* [CONSIGNES]:
Extrayez des données ci-dessous chaque ligne où figure le mot « structure ».

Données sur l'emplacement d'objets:
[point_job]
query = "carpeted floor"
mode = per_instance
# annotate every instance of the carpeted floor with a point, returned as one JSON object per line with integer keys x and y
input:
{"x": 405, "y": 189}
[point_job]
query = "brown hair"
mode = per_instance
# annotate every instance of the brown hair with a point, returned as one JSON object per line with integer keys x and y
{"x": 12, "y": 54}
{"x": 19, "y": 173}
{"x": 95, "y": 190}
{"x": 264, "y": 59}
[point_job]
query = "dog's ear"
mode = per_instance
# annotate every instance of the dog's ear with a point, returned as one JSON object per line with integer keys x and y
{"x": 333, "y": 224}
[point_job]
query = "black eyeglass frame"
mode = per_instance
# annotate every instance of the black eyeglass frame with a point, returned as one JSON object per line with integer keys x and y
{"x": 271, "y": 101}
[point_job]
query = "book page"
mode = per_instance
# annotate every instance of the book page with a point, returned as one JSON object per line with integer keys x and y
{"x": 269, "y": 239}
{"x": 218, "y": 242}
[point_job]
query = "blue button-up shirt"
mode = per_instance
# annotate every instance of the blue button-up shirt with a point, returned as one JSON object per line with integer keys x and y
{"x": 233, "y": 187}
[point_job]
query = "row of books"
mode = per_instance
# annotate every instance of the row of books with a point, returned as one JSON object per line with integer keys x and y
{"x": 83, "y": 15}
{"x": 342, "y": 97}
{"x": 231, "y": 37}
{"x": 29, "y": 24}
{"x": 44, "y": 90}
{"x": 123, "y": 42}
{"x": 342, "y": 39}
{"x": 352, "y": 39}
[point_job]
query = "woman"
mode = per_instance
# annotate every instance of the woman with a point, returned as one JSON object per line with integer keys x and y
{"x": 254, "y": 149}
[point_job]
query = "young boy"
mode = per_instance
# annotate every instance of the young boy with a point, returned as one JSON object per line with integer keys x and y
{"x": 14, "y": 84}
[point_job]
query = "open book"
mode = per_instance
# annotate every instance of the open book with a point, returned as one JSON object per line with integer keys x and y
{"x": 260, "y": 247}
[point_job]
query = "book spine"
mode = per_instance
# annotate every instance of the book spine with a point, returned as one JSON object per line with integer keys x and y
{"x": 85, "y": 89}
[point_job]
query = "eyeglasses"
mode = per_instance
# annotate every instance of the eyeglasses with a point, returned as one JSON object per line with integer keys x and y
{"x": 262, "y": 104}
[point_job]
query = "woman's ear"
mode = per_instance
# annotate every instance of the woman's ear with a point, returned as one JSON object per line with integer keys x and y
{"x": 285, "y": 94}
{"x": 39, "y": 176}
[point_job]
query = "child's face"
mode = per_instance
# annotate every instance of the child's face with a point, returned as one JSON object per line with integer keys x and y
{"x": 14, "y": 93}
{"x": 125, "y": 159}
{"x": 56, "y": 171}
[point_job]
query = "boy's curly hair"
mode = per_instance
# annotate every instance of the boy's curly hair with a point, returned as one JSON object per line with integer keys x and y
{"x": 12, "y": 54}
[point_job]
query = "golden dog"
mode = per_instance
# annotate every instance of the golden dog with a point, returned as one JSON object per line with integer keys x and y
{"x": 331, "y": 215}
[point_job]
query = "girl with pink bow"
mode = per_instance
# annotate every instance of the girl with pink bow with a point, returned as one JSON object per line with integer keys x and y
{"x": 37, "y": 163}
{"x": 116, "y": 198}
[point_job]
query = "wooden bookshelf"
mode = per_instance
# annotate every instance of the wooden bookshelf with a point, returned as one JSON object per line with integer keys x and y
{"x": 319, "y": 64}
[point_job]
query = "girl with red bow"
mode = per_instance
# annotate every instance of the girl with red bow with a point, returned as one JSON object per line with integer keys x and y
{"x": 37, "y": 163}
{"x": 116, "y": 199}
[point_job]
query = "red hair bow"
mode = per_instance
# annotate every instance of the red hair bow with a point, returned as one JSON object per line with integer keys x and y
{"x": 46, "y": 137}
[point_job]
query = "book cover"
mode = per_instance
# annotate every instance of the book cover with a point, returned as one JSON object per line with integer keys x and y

==

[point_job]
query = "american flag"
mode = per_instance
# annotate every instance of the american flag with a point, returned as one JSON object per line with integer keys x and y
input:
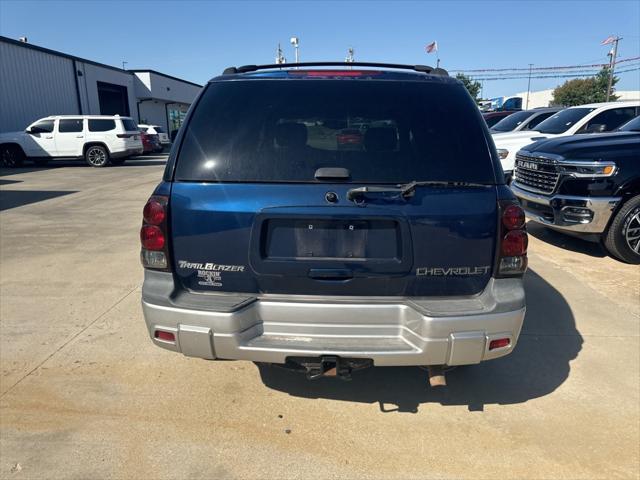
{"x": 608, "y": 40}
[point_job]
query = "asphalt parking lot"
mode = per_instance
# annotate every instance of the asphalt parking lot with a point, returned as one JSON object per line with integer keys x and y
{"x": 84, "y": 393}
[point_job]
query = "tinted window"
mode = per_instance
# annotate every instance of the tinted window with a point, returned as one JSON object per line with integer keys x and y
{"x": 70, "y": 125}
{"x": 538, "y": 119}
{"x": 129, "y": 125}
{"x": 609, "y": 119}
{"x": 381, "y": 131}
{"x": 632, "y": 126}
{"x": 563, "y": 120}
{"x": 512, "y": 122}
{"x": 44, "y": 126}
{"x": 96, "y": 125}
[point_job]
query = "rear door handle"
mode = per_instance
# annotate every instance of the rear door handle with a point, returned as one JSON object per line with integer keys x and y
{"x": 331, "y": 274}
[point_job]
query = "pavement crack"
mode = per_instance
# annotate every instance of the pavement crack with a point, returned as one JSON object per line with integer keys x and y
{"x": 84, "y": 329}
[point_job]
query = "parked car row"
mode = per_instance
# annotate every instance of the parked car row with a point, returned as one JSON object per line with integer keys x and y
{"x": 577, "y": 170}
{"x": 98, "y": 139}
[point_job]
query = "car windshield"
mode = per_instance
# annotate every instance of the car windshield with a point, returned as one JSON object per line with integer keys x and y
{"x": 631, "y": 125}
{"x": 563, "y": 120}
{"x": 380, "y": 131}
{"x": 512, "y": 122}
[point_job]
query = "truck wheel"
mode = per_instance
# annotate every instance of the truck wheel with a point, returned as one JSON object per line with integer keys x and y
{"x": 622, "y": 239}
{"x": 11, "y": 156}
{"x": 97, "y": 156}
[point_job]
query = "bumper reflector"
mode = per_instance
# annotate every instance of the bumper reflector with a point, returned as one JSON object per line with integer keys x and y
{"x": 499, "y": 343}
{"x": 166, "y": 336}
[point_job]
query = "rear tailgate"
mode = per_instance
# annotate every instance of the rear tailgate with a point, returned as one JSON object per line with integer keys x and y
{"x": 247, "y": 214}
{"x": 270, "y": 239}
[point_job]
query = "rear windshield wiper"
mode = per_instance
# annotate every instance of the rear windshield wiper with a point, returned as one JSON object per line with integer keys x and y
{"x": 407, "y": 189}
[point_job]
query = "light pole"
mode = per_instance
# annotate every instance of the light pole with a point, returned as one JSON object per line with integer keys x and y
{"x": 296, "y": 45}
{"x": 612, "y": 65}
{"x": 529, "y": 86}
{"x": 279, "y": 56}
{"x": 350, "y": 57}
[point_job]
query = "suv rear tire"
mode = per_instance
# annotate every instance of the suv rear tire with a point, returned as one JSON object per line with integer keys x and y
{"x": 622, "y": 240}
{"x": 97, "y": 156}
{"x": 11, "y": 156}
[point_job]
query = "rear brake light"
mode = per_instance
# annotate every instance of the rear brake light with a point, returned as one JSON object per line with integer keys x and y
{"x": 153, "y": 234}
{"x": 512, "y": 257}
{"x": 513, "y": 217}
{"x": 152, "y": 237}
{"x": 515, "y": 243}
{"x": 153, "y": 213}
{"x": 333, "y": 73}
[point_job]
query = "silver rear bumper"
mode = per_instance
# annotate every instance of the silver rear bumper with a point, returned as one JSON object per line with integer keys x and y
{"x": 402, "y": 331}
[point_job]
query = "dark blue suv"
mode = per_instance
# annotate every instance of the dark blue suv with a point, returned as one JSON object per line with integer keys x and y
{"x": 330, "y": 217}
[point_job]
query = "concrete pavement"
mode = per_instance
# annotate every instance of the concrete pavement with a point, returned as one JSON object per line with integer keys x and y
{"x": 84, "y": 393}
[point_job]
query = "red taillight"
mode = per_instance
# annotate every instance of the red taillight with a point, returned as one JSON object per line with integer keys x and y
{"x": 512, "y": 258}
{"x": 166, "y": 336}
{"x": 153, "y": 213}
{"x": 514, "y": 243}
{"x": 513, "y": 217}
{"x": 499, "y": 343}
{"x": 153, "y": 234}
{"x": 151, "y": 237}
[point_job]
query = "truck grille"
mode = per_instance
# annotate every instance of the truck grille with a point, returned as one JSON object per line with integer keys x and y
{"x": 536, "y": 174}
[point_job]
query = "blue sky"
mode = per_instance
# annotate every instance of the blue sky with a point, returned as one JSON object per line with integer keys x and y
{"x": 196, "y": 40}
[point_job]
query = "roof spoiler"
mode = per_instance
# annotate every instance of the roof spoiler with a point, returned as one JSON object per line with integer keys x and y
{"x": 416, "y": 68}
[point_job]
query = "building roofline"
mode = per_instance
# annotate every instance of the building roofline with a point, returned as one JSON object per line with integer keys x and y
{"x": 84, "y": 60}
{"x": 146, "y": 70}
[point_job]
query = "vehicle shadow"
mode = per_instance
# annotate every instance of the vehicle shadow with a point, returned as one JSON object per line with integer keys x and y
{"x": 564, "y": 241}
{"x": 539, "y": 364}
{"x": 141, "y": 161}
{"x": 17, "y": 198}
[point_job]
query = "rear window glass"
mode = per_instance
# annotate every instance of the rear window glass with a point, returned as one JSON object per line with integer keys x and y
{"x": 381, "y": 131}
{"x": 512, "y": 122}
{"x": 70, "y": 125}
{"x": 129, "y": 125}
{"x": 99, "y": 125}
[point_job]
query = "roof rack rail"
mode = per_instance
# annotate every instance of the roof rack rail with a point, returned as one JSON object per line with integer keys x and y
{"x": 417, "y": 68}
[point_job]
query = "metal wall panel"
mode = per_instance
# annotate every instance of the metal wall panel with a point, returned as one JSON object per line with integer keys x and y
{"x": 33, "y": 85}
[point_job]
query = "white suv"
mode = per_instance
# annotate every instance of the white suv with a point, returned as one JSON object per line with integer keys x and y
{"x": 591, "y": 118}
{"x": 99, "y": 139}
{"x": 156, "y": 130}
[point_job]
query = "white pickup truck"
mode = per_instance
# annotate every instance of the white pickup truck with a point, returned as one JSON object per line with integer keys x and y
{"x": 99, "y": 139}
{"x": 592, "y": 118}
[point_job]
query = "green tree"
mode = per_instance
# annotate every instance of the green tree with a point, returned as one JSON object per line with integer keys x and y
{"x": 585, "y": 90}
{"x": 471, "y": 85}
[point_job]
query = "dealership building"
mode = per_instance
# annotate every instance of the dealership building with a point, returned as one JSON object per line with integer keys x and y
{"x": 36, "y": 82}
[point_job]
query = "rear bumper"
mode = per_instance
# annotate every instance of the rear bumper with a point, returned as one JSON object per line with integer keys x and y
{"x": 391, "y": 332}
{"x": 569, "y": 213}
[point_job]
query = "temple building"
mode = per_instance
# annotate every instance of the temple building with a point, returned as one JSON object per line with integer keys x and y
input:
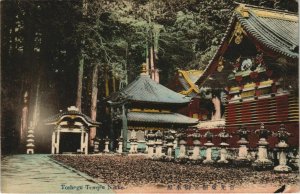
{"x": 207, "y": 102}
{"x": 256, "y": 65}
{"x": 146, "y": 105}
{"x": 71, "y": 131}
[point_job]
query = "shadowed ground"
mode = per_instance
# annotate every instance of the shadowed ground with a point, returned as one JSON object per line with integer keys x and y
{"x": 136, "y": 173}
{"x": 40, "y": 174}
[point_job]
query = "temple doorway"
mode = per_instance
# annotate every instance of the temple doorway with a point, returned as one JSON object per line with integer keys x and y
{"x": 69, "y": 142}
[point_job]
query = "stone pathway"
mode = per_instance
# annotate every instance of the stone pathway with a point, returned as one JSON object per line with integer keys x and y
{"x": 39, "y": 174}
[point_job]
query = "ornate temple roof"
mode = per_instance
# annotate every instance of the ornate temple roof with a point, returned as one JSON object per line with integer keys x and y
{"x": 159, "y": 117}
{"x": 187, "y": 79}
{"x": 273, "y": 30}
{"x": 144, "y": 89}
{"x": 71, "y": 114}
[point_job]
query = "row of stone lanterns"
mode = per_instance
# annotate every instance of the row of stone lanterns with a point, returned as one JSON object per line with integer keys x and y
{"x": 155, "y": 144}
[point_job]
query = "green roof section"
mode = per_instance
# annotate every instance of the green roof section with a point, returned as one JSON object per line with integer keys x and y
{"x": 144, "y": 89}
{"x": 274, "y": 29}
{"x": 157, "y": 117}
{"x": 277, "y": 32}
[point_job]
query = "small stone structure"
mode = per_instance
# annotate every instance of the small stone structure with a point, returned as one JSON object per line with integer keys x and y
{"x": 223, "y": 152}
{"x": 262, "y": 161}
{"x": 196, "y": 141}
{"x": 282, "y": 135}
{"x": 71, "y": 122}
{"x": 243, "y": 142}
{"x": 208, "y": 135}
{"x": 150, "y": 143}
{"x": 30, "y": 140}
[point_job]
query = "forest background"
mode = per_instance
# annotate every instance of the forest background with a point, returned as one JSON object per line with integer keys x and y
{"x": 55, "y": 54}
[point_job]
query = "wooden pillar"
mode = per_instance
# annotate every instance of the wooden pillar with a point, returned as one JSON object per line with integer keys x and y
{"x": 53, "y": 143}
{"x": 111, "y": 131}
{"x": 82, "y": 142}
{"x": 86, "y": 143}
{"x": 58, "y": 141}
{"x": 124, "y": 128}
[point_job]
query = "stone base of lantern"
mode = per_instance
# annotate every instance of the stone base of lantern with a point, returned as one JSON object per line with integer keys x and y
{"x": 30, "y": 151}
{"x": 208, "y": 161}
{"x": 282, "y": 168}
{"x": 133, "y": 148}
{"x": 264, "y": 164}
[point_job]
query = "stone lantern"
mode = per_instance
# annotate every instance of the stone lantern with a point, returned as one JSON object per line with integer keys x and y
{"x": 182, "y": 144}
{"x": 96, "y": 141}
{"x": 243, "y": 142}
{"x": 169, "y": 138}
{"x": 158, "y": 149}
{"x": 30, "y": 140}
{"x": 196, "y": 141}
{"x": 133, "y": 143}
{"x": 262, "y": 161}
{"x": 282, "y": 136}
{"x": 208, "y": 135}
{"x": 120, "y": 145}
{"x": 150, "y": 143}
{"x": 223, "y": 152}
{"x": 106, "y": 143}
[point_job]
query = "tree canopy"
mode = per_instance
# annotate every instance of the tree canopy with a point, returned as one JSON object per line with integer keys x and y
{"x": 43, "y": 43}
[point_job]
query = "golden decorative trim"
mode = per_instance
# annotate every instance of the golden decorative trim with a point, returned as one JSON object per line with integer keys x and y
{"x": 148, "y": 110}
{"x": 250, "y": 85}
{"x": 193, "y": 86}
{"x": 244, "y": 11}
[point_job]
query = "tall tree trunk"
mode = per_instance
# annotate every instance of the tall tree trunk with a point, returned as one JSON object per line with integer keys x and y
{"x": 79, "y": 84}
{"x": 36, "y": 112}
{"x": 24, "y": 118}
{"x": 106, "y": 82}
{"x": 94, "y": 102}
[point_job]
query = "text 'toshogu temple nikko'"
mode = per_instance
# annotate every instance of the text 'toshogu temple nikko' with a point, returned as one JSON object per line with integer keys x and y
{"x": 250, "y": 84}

--

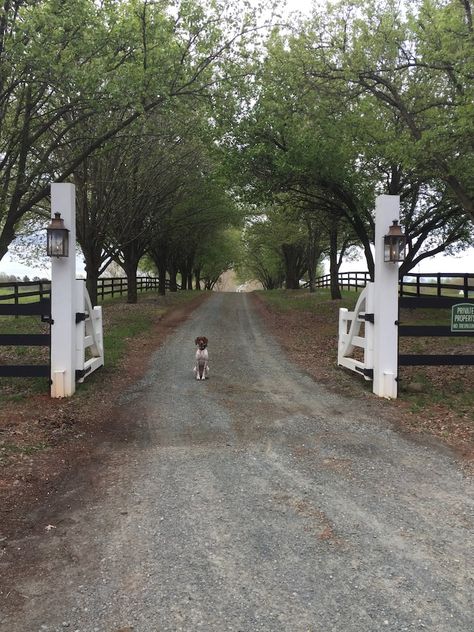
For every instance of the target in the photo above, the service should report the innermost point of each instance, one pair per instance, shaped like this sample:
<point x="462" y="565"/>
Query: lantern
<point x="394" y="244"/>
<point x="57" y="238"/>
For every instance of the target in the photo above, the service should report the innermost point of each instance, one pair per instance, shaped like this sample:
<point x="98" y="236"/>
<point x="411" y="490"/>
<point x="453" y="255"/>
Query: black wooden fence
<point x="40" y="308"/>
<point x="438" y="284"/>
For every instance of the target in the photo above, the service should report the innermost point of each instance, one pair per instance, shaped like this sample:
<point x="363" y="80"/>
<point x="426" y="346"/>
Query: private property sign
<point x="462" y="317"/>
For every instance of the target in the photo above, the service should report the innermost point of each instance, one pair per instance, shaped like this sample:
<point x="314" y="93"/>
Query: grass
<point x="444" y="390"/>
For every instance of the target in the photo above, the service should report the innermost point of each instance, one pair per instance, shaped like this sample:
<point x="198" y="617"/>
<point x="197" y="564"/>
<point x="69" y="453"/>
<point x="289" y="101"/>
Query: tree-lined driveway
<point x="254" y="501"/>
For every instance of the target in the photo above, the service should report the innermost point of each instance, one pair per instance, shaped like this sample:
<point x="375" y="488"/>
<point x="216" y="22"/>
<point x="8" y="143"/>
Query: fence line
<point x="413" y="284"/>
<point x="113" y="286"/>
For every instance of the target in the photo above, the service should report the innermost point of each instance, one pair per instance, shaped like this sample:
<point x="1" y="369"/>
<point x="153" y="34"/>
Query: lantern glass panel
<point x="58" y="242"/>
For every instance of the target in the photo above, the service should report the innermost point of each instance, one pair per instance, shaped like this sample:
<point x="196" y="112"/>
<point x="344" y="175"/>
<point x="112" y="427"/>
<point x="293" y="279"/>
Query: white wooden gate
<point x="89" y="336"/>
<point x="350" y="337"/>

* [CORRIGÉ]:
query = "small stone structure"
# annotate every instance of the small stone structure with a point, returned as one JSON object per line with integer keys x and y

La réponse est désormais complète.